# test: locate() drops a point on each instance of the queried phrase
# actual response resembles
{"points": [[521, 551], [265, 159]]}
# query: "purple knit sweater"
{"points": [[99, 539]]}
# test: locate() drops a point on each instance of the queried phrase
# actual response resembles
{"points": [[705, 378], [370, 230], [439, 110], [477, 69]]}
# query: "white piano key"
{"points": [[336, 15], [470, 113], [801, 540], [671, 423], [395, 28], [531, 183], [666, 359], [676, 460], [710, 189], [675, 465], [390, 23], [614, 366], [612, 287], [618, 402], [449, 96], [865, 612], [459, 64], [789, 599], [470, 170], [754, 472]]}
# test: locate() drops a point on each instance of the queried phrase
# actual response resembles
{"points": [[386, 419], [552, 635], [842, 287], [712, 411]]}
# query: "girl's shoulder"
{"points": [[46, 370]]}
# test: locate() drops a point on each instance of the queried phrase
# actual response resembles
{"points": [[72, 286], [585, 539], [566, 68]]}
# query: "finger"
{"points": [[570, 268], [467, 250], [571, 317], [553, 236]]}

--------------------------------

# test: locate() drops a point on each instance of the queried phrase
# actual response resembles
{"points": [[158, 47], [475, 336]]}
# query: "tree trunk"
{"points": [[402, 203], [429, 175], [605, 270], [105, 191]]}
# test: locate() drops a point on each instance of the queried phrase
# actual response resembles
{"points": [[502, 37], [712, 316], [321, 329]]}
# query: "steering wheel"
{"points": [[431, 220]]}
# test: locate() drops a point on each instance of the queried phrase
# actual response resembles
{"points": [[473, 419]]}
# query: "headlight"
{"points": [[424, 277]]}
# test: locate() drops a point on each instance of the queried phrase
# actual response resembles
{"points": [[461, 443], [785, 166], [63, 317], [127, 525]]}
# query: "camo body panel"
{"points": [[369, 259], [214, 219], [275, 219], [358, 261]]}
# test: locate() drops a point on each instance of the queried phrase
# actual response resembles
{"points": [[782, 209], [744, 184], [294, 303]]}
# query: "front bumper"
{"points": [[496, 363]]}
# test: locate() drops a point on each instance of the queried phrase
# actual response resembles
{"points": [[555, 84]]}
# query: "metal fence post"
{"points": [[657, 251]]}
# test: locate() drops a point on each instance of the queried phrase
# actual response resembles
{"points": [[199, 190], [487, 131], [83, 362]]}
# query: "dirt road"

--------------------------------

Exercise directions =>
Please pick out each line above containing the string "query" and copy it out. Uppercase and lowercase count as different.

Result of the exercise =>
# query: "purple knit sweater"
# query: "white piano key"
# query: "girl's shoulder"
# query: "finger"
# query: "tree trunk"
# query: "steering wheel"
# query: "headlight"
# query: "camo body panel"
# query: "front bumper"
# query: "metal fence post"
# query: "dirt road"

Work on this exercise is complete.